• **WHAT THIS TASK INVOLVES**
Can you format every line of the records below as a JSON list of strings, one string per line, with blank lines left out?

• • • •

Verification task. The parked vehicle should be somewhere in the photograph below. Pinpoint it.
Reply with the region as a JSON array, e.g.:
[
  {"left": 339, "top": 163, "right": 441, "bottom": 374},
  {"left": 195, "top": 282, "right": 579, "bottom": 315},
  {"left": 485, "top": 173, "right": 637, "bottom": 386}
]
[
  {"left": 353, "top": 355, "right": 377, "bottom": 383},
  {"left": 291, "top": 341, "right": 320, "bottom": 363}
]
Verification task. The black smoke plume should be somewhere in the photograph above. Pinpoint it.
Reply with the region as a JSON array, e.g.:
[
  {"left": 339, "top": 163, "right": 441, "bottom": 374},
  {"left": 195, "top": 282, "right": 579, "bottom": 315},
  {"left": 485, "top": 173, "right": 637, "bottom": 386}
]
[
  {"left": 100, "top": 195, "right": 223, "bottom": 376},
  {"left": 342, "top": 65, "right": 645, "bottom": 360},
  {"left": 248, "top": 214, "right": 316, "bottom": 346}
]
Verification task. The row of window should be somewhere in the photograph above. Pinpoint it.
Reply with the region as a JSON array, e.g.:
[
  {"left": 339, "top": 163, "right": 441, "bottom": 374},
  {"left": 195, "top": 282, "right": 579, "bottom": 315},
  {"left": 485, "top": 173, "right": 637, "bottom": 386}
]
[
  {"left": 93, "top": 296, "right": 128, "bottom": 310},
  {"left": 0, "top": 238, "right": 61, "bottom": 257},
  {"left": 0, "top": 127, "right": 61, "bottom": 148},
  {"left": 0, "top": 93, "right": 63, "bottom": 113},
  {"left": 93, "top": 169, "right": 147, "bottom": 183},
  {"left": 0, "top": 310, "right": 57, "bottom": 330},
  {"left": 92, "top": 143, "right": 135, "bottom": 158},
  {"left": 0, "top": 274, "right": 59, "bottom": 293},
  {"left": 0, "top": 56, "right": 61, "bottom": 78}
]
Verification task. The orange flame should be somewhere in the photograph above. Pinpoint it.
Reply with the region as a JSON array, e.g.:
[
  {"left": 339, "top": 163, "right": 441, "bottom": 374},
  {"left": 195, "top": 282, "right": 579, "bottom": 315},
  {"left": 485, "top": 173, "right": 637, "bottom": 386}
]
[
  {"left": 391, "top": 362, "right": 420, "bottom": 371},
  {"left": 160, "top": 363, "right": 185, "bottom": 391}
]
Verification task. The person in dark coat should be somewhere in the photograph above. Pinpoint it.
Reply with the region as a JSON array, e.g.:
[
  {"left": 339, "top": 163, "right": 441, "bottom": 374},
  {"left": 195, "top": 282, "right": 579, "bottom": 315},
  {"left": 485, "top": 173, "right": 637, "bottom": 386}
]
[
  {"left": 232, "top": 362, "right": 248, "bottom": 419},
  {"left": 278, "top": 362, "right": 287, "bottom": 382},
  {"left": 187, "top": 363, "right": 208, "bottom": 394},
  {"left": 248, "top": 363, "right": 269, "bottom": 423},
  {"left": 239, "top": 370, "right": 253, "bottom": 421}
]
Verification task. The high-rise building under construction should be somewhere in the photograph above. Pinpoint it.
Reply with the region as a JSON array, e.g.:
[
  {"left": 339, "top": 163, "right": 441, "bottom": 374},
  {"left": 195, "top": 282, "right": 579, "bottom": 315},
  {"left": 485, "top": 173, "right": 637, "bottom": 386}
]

• • • •

• **FINAL RESULT**
[
  "Verification task. The parked vehicle should be somewhere in the photograph below. Pinpoint it.",
  "Reply with the region as a JSON array, e.g.:",
  "[",
  "  {\"left\": 339, \"top\": 163, \"right\": 441, \"bottom\": 374},",
  "  {\"left\": 195, \"top\": 282, \"right\": 579, \"bottom\": 315},",
  "  {\"left\": 485, \"top\": 173, \"right\": 637, \"bottom\": 386}",
  "]",
  "[",
  "  {\"left\": 353, \"top\": 355, \"right\": 377, \"bottom\": 383},",
  "  {\"left\": 291, \"top\": 341, \"right\": 320, \"bottom\": 363}",
  "]",
  "Verification task. The black smoke plume should be somewhere in the photograph above. Pinpoint it.",
  "Reply with the region as a JSON array, e.g.:",
  "[",
  "  {\"left\": 339, \"top\": 163, \"right\": 441, \"bottom\": 374},",
  "  {\"left\": 195, \"top\": 282, \"right\": 579, \"bottom\": 315},",
  "  {\"left\": 485, \"top\": 173, \"right\": 637, \"bottom\": 386}",
  "]",
  "[",
  "  {\"left\": 100, \"top\": 195, \"right\": 223, \"bottom\": 376},",
  "  {\"left\": 342, \"top\": 65, \"right\": 645, \"bottom\": 360},",
  "  {\"left\": 248, \"top\": 214, \"right\": 316, \"bottom\": 346}",
  "]",
  "Verification task. The row of window should be somewhere in the photograph above. Pinpoint it.",
  "Reply with the region as a JSON array, e.g.:",
  "[",
  "  {\"left\": 339, \"top\": 163, \"right\": 441, \"bottom\": 374},",
  "  {\"left\": 195, \"top\": 282, \"right\": 579, \"bottom\": 315},",
  "  {\"left\": 485, \"top\": 173, \"right\": 637, \"bottom\": 386}",
  "]",
  "[",
  "  {\"left\": 93, \"top\": 296, \"right\": 128, \"bottom\": 310},",
  "  {\"left\": 0, \"top\": 238, \"right\": 61, \"bottom\": 257},",
  "  {\"left\": 0, \"top\": 127, \"right\": 61, \"bottom\": 148},",
  "  {\"left\": 0, \"top\": 93, \"right\": 63, \"bottom\": 113},",
  "  {\"left\": 93, \"top\": 169, \"right\": 147, \"bottom\": 183},",
  "  {\"left\": 0, \"top\": 310, \"right\": 57, \"bottom\": 330},",
  "  {\"left\": 92, \"top\": 143, \"right\": 135, \"bottom\": 158},",
  "  {\"left\": 0, \"top\": 274, \"right\": 59, \"bottom\": 293},",
  "  {\"left\": 0, \"top\": 56, \"right\": 61, \"bottom\": 78}",
  "]",
  "Verification task. The orange flame should be somewhere in the photograph above. Pinpoint it.",
  "Reply with the region as a JSON array, e.g.:",
  "[",
  "  {\"left\": 339, \"top\": 163, \"right\": 441, \"bottom\": 374},",
  "  {\"left\": 195, \"top\": 282, \"right\": 579, \"bottom\": 315},",
  "  {\"left\": 485, \"top\": 173, \"right\": 637, \"bottom\": 386}",
  "]",
  "[",
  "  {\"left\": 391, \"top\": 362, \"right\": 420, \"bottom\": 371},",
  "  {\"left\": 160, \"top\": 363, \"right\": 185, \"bottom\": 391}",
  "]",
  "Verification task. The person in dark coat should be somewhere in the photograph above. Pinpoint it.",
  "Reply with the region as a JSON array, e.g.:",
  "[",
  "  {\"left\": 339, \"top\": 163, \"right\": 441, \"bottom\": 374},",
  "  {\"left\": 195, \"top\": 282, \"right\": 579, \"bottom\": 315},",
  "  {\"left\": 485, \"top\": 173, \"right\": 637, \"bottom\": 386}",
  "]",
  "[",
  "  {\"left\": 232, \"top\": 362, \"right\": 248, \"bottom\": 419},",
  "  {\"left\": 278, \"top\": 362, \"right\": 287, \"bottom\": 382},",
  "  {\"left\": 187, \"top\": 363, \"right\": 208, \"bottom\": 394},",
  "  {\"left\": 248, \"top\": 363, \"right\": 269, \"bottom\": 423},",
  "  {\"left\": 239, \"top\": 370, \"right\": 253, \"bottom\": 421}",
  "]",
  "Verification task. The high-rise building under construction should be somewhere in the photograph above. Pinpoint it.",
  "Reply with the region as a JSON array, e.g.:",
  "[",
  "  {\"left\": 339, \"top\": 163, \"right\": 441, \"bottom\": 374},",
  "  {\"left\": 195, \"top\": 282, \"right\": 579, \"bottom\": 315},",
  "  {\"left\": 485, \"top\": 173, \"right\": 637, \"bottom\": 386}",
  "]"
]